→ Records for this exercise:
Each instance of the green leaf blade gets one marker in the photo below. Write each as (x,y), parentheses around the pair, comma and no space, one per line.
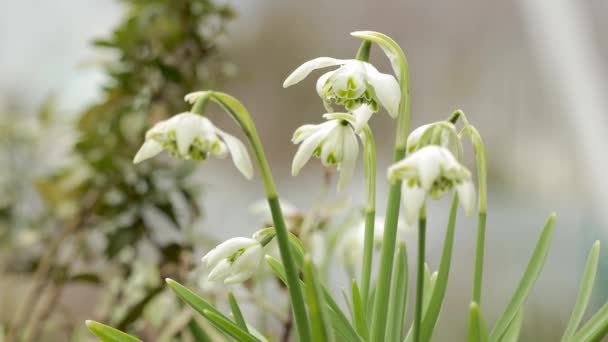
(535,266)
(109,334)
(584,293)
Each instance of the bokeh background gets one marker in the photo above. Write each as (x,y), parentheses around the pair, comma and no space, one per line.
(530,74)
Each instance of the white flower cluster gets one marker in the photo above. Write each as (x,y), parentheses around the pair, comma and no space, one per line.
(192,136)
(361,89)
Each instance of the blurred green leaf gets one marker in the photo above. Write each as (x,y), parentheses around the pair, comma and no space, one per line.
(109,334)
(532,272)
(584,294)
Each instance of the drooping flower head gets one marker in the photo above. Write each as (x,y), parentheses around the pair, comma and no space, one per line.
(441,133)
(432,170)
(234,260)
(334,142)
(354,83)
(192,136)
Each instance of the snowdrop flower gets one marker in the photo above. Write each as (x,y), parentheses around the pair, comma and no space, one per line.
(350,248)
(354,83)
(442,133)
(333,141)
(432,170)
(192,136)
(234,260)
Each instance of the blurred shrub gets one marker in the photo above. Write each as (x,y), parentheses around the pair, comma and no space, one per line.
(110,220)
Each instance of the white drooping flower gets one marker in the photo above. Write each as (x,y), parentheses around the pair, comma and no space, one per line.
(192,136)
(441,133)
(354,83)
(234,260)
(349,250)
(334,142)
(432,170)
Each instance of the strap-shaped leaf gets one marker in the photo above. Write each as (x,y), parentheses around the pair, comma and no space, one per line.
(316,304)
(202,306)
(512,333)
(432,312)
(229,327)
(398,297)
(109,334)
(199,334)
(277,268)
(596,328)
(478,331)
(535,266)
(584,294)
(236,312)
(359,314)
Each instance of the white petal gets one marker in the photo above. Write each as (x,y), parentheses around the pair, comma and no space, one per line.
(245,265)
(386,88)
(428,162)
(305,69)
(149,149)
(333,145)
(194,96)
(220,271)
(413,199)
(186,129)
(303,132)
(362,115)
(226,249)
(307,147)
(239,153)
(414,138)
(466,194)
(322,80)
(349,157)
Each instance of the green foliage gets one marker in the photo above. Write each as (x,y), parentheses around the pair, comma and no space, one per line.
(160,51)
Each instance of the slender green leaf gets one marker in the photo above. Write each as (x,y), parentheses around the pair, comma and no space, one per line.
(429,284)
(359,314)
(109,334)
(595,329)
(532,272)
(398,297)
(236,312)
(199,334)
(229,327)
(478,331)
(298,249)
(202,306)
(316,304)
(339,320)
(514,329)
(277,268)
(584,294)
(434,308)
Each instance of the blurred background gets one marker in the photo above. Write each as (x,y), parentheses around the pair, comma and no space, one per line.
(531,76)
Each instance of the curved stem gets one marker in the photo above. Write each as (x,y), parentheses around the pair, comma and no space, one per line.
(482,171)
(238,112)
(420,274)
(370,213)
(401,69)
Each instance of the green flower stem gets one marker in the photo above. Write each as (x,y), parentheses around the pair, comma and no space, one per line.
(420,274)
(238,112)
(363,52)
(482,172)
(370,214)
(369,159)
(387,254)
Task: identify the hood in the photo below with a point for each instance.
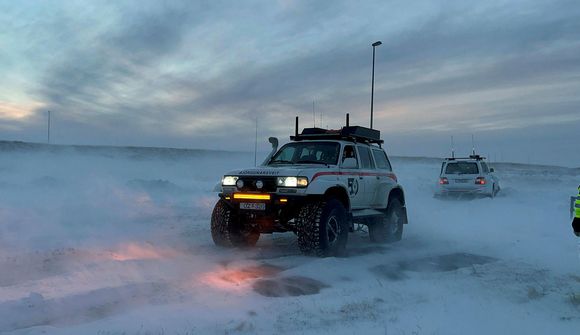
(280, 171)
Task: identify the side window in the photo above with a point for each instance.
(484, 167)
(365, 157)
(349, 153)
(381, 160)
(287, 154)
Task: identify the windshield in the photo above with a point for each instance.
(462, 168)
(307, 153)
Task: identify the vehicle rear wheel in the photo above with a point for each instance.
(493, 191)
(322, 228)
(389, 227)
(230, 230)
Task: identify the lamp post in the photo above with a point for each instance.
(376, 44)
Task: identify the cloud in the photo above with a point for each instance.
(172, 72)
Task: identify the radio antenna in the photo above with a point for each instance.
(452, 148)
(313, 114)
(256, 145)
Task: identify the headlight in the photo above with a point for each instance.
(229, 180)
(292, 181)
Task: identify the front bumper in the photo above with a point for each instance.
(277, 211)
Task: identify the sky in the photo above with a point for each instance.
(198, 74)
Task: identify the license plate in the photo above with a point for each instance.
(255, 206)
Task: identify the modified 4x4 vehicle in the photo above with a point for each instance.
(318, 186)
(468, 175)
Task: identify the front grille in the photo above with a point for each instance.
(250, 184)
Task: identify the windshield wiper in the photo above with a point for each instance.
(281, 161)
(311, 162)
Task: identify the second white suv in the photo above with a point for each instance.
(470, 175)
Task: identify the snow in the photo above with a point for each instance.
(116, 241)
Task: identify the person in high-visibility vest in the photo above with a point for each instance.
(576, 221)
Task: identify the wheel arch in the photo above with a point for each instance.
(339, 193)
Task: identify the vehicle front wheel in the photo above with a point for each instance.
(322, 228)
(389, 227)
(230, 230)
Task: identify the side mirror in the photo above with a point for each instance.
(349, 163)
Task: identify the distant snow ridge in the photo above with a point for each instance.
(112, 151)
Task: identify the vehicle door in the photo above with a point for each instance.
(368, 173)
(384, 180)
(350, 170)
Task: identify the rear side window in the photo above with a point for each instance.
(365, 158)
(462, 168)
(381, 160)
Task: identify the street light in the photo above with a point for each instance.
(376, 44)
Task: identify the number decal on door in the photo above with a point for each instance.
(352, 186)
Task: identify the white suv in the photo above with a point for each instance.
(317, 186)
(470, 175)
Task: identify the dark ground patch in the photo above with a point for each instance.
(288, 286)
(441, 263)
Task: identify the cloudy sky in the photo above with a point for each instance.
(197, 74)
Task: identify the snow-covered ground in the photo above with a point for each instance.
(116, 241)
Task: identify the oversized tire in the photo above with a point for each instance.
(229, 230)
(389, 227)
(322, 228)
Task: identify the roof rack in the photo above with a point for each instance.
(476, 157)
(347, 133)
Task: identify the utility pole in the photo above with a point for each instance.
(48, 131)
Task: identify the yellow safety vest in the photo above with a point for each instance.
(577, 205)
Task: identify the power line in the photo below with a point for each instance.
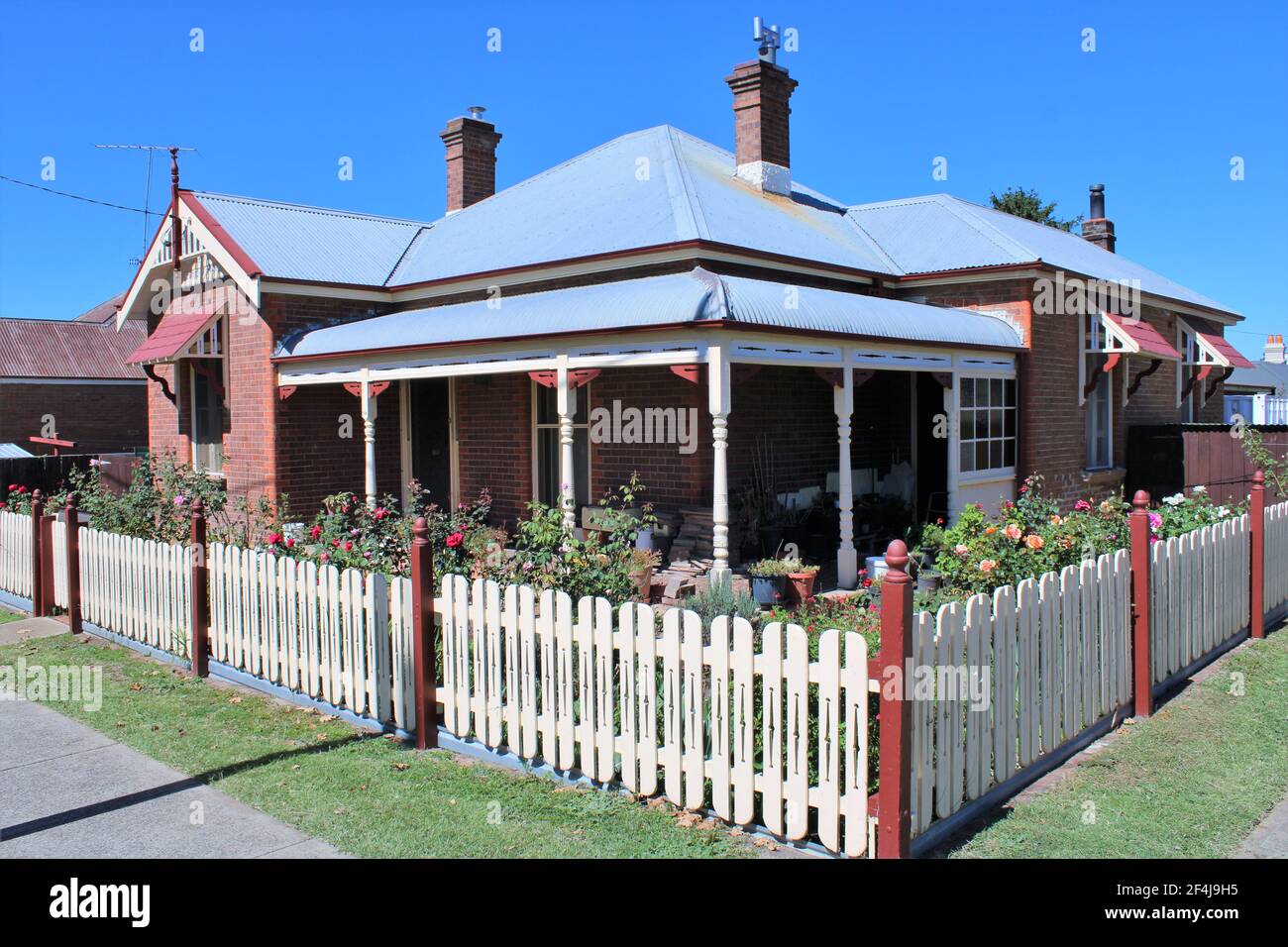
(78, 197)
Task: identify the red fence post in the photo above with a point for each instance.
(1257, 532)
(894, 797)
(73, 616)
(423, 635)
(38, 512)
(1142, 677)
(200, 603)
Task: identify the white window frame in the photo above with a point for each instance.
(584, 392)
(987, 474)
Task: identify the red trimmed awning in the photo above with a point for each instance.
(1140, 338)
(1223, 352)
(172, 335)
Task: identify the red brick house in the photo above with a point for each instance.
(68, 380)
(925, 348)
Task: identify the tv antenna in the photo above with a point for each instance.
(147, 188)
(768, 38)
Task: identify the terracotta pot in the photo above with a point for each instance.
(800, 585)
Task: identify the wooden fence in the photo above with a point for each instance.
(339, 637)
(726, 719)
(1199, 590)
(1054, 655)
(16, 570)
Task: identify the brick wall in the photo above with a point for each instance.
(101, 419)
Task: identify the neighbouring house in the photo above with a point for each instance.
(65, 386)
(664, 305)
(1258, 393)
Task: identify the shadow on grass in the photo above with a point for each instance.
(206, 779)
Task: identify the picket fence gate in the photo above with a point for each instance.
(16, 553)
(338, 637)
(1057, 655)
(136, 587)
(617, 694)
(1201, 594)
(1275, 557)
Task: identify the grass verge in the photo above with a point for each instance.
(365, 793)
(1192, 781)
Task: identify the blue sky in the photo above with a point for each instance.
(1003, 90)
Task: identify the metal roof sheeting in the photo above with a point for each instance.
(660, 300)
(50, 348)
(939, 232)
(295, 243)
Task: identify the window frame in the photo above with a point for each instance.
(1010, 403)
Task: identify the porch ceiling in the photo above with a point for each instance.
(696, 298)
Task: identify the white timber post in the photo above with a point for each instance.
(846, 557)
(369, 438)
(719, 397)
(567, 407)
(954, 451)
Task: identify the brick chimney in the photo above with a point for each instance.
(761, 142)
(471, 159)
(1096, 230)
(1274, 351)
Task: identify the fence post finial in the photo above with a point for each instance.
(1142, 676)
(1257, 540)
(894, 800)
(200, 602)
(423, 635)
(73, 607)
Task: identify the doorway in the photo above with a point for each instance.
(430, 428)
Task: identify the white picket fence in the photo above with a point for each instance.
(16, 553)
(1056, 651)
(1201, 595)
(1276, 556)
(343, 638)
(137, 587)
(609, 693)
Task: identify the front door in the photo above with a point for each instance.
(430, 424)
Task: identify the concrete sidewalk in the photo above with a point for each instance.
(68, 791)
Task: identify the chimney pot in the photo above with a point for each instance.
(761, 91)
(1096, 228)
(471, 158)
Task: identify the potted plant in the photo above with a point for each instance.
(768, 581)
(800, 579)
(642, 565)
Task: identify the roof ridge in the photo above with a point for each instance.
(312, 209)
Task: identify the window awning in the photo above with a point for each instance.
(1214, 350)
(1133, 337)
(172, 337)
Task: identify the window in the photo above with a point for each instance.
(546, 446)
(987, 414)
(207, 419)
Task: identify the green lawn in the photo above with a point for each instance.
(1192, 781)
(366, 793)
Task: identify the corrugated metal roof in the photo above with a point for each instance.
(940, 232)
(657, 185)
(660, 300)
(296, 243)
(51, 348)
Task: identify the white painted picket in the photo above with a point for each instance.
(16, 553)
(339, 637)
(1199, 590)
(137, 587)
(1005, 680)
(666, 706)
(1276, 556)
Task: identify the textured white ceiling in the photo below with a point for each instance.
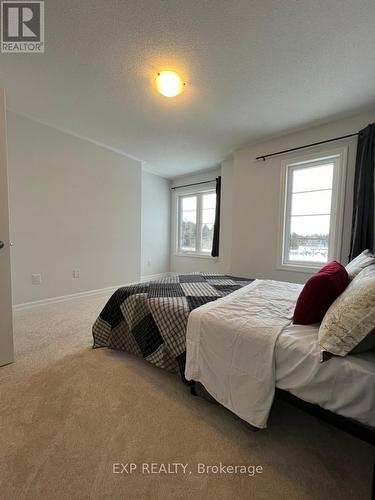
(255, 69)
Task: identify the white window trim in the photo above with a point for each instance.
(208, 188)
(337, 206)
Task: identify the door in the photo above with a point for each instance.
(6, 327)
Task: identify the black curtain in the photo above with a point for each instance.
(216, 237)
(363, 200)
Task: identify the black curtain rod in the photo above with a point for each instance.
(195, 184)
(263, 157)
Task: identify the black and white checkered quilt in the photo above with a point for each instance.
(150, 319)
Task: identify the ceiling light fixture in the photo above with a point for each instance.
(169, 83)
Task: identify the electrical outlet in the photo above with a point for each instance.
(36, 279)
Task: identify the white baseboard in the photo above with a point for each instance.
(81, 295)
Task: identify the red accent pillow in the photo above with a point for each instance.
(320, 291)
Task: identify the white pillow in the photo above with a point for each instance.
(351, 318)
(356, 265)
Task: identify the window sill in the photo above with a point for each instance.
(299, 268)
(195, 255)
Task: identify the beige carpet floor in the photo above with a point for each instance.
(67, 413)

→ Your assignment: Your answer should consist of the lines from the line with "Task: identify the beige" through the last line of the data, set down exactly, both included.

→ Reply:
Task: identify the beige carpet floor in the photo above with a point for each instance.
(67, 413)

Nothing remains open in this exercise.